STATED GOAL = Rewrite the data below as a numbered list, one line per item and no blank lines. Leave out the pictures.

INFORMATION SUPPLIED =

** BEGIN **

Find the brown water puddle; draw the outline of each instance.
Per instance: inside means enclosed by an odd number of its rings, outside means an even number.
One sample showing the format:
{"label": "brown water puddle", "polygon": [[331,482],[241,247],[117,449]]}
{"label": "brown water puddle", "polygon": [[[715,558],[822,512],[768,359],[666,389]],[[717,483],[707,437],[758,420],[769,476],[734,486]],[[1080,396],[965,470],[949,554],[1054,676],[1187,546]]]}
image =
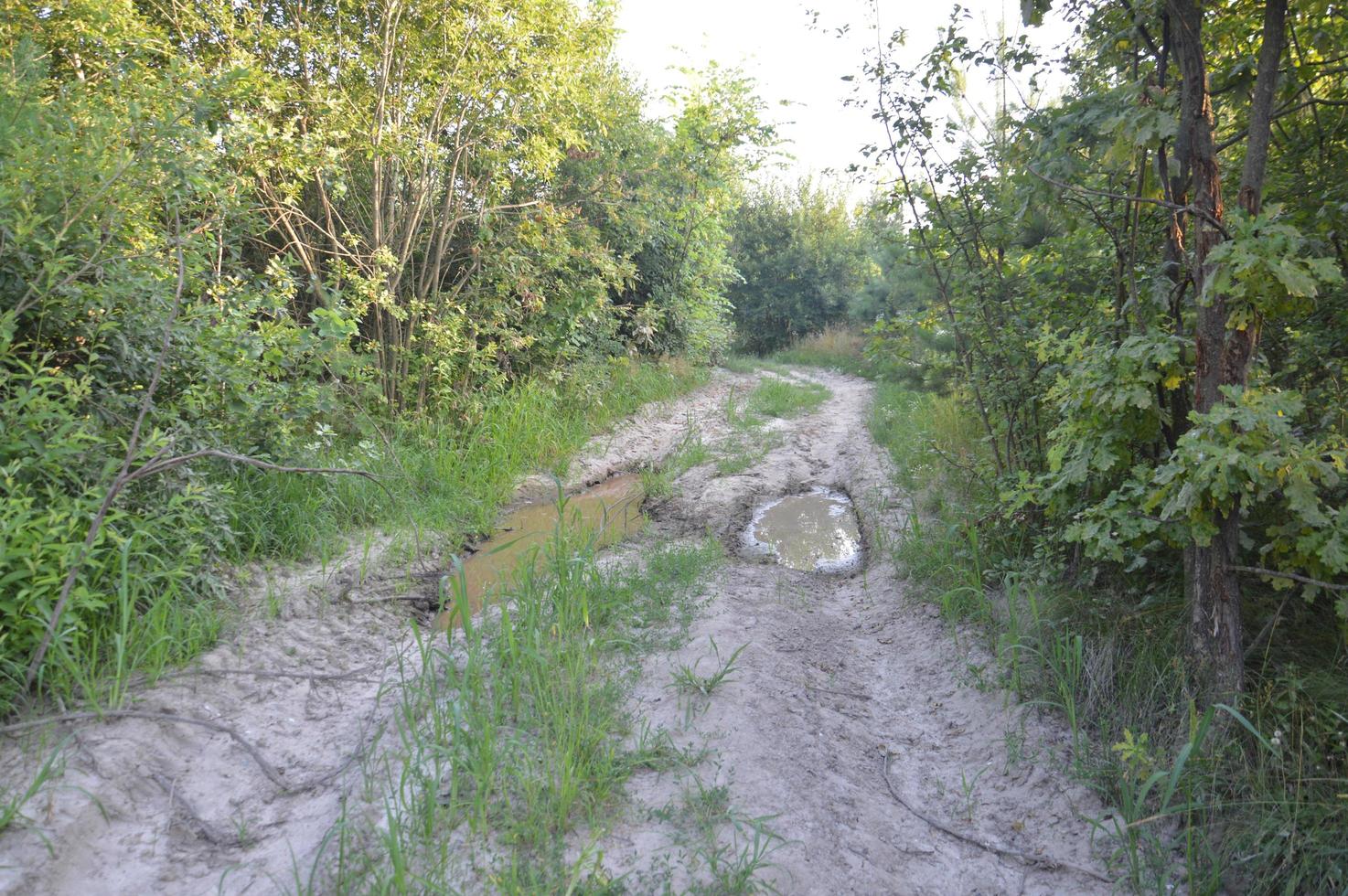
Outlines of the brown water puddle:
{"label": "brown water puddle", "polygon": [[[621,473],[566,499],[562,513],[570,532],[593,539],[596,547],[607,547],[642,530],[644,500],[642,477]],[[508,582],[520,563],[530,562],[530,555],[535,569],[546,559],[546,543],[557,531],[557,501],[526,504],[507,516],[500,530],[464,561],[464,582],[473,613]],[[461,621],[448,610],[435,616],[437,631],[443,632],[452,624],[457,627]]]}
{"label": "brown water puddle", "polygon": [[805,573],[849,573],[861,565],[852,500],[824,488],[760,507],[744,530],[744,546]]}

** END **

WORKED SOLUTION =
1. Find the brown water puddle; draw the outline of each instance.
2. Per instance: inside means enclosed by an odd number of its rings, outside means an even number.
3. One sample showing the format:
4. {"label": "brown water puddle", "polygon": [[331,482],[241,247],[117,449]]}
5. {"label": "brown water puddle", "polygon": [[[715,558],[822,512],[768,359],[666,389]],[[717,483],[707,437],[758,420],[769,476],[734,486]],[[1080,396],[965,470],[949,554],[1054,676],[1187,546]]]}
6. image =
7. Outlines of the brown water puddle:
8. {"label": "brown water puddle", "polygon": [[[621,473],[566,499],[562,513],[570,532],[593,539],[596,547],[607,547],[642,530],[644,500],[642,477]],[[508,582],[520,563],[530,562],[530,555],[535,569],[546,559],[546,543],[557,531],[557,501],[526,504],[507,516],[500,530],[464,561],[464,582],[473,613]],[[461,621],[448,610],[435,616],[437,631],[443,632],[452,624],[457,627]]]}
9. {"label": "brown water puddle", "polygon": [[805,573],[849,573],[861,565],[852,500],[824,488],[760,507],[744,530],[744,546]]}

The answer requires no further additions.